What to do >> Repeat the listing below in full, exactly as it stands.

Information supplied >>
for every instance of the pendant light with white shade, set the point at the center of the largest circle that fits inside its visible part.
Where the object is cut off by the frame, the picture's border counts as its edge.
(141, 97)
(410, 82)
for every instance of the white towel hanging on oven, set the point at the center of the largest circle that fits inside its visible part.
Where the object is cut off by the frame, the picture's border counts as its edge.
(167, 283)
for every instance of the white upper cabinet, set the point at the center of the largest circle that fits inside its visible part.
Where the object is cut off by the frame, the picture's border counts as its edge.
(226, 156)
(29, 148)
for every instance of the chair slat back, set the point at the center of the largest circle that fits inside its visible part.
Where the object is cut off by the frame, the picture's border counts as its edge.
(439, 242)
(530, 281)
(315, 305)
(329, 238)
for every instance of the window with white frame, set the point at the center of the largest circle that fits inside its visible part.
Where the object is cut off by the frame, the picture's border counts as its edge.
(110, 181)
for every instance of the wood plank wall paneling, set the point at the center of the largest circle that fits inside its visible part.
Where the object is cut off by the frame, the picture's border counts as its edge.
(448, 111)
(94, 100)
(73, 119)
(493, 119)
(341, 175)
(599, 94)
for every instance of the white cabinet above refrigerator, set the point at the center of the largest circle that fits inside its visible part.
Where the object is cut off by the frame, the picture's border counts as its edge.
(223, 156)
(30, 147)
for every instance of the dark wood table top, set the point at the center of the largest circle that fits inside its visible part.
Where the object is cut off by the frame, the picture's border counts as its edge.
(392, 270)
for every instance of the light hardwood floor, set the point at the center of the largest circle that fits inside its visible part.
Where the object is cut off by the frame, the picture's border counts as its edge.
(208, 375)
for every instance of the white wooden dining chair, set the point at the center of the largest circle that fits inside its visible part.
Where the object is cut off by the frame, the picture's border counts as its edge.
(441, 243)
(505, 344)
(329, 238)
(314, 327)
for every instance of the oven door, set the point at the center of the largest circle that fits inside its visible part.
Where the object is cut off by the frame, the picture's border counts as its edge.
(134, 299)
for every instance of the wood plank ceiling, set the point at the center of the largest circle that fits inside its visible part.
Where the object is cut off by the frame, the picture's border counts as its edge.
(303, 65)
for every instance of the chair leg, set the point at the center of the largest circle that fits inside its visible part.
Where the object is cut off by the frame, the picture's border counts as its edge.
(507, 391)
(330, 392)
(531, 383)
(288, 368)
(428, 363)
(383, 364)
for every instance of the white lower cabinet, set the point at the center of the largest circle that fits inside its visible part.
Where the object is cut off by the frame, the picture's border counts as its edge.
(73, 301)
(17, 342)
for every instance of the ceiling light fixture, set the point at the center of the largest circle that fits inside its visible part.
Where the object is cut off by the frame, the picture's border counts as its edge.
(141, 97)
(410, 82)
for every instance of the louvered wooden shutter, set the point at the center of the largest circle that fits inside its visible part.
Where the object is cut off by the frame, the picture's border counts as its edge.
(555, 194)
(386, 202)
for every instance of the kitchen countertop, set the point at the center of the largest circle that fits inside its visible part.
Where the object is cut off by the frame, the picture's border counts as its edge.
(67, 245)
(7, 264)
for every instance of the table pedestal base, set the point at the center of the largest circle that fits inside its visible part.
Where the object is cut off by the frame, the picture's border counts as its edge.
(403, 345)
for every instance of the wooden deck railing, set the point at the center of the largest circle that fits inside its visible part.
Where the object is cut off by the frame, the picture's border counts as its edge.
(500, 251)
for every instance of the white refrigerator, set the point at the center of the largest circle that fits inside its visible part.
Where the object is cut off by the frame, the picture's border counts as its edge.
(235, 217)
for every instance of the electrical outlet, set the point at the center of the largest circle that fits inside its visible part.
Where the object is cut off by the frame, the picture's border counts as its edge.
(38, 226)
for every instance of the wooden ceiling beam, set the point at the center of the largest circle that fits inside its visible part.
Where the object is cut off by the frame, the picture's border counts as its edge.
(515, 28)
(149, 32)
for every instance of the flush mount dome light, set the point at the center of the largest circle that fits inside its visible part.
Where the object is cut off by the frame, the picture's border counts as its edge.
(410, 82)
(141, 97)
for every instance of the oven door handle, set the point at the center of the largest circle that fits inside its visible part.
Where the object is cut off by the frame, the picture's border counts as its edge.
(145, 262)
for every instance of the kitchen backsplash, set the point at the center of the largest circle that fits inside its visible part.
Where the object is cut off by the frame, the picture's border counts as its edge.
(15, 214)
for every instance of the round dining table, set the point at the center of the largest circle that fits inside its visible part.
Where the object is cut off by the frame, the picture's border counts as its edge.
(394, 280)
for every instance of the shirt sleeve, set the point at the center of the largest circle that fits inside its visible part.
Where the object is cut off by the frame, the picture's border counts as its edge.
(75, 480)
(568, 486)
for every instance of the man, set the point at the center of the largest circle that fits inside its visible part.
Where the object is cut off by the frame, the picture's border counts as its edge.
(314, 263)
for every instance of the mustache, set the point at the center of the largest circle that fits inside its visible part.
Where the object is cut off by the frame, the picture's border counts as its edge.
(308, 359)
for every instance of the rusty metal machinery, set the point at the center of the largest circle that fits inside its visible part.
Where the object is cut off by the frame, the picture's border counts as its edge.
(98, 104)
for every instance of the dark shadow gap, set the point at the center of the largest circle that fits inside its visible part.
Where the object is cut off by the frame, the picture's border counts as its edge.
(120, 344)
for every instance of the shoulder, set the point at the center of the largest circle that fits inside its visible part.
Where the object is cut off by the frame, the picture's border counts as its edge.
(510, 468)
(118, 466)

Answer to the problem >>
for every instance of the pendant light with white shade, set the point at the center of the largest circle that fits inside its visible part.
Where the object is cut off by the frame, the picture's border counts as its edge.
(141, 97)
(410, 82)
for every instance of the white towel hanging on oven, set the point at the center of the largest circle that fits inside its visible part.
Where the object is cut off by the frame, the picture's border counts as its edge.
(167, 283)
for every instance of the white upper cabinet, set the point at the center of the largest circle that fits inside its visible part.
Where the object is cut off by the frame, the picture's border counts as its edge.
(226, 156)
(29, 148)
for every instance of the chair slat back, set the point at the center of the largest circle that fits inside its visible part.
Where the object is cut off by the frame, the picture's border counts as its edge.
(439, 242)
(530, 281)
(315, 305)
(329, 238)
for every instance of the window with white frame, set the point at the center of the largest circle that fits inside its visible part.
Where the object is cut off by the frame, the picture's border counts as its edge.
(110, 181)
for every instance of the wood plank wall paneling, set the point at the center of the largest circle that fits inside its visible part.
Where the object is cut off by the frame, the picture's border counts as its edge.
(448, 111)
(94, 100)
(73, 119)
(493, 119)
(341, 175)
(599, 94)
for every instance of the white cabinet above refrigerator, set the point at the center of the largest circle that fits inside its visible part.
Where the object is cut off by the frame, the picture's border counts as its edge.
(223, 156)
(30, 147)
for every instance of the dark wood table top, set the point at the center of the largest circle that fits inside its visible part.
Where the object is cut off by the frame, the picture's border counts as its edge.
(392, 270)
for every instance of the light hardwood floor, set the point at the center of the largest circle that fits inside its visible part.
Where the object is cut off by the frame, the picture's border counts as its edge.
(208, 375)
for every instance of the white wooden dining chair, set the point at the center of the largest circle that fits inside its visible part.
Where the object is cut off by the frame, the picture's border counts as its edge.
(441, 243)
(505, 344)
(329, 238)
(314, 327)
for every instance of the oven door, set the point at the center of the largest circle that fits inside its visible part.
Where the object is cut off by the frame, the picture's border counts as its edge.
(134, 299)
for every instance of the wood plank ceiling, set the point at the center of the largest circle that fits inside its visible part.
Where the object is cut off by the frame, the picture's border counts as its edge.
(303, 65)
for every instance of the chair leg, set the point at the center of the largest circle that fits inside its visible part.
Where the object is cut off by the frame, the picture's border counts as its edge.
(507, 391)
(330, 392)
(531, 383)
(288, 368)
(428, 363)
(383, 364)
for every instance of the white lower cabinet, set the point at the center of the largest circle that fits inside its visible part.
Where the object is cut off by the frame, the picture's border counts as its edge.
(73, 301)
(17, 342)
for every instance of the ceiling light fixture, set the point at the center of the largest circle that fits inside its visible part.
Where the object is cut off by the frame, the picture's border counts as its edge.
(141, 97)
(410, 82)
for every instance of the louvered wooden shutter, set the point at the center of the largest circle that fits inside its visible part.
Where the object is cut off by the frame, the picture's border counts as its edge.
(555, 194)
(386, 202)
for every instance of the kitchen countertop, set the point at the center of the largest circle that fits inside its visible part.
Where the object is cut off by the frame, the picture's border counts as its edge.
(67, 245)
(7, 264)
for every instance of the table pedestal base, set the point at the center of the largest circle that fits inside its visible part.
Where the object is cut off by the frame, the picture's border counts as its edge.
(403, 345)
for every instance of the wooden deck railing, set the point at the center of the largest circle that fits inside its visible part.
Where the object is cut off by the frame, the picture's border counts as its edge.
(500, 251)
for every instance of the white refrigerator, set the point at the center of the largest circle that fits inside its visible part.
Where the object is cut off by the frame, the picture's border counts as its edge.
(235, 217)
for every instance of the electrical outlet, set the point at the center of the largest circle that fits inside its visible part.
Where the object is cut off by the frame, the picture's border counts as its edge.
(38, 226)
for every instance of the wooden ceiling beam, set the point at the center of the largest circle that fits inside its visible part.
Where the object is cut off by the frame, the picture's border counts as its edge.
(515, 28)
(149, 32)
for every instance of the flush mount dome light, set the point at the center of the largest circle that fits inside its visible part.
Where the object is cut off by the frame, the picture's border counts as its edge.
(410, 82)
(141, 97)
for every instance of the oven door handle, set the point at the center of the largest circle that fits inside its visible part.
Where the object is cut off by the frame, the picture's border counts as its edge.
(145, 262)
for every instance of the kitchen backsplash, set the point at the center of the largest circle that fits inside its visible part.
Where the object is cut off by the frame, the picture's border counts as its edge.
(15, 214)
for every instance of the round dining table, set the point at the center of the largest circle that fits inside its visible part.
Where the object is cut off by the frame, the picture's border counts as its edge.
(394, 280)
for every instance of the shirt sleeve, set the point at the center of the largest circle that fits inside its visible part.
Where the object is cut off by the frame, the picture's border counts as its edge.
(75, 480)
(568, 486)
for every instance of the man, set the point at the center of the largest circle that fits inside its visible part.
Where the object is cut off by the frame, the picture's border counts as its edge.
(314, 263)
for every instance of the mustache, set the point at the center of the largest circle that fits inside its visible part.
Where the object is cut off by the frame, the picture's border counts as its edge.
(308, 359)
for every instance of the rusty metal machinery, set the point at the center of the largest circle that fits inside its visible part.
Where the object is cut off by the frame, the picture's border counts as its edge.
(98, 104)
for every instance of the dark shadow gap, set the point at the center of the largest circle that fits inside its visible part.
Where the object is cut off by the frame, the picture's border counts as its edge.
(120, 344)
for every instance of the shoulder, set the point at the center of the largest circle that fits inside its visible part.
Where the object is cut off by the frame, the picture's border counts as its edge.
(510, 468)
(118, 466)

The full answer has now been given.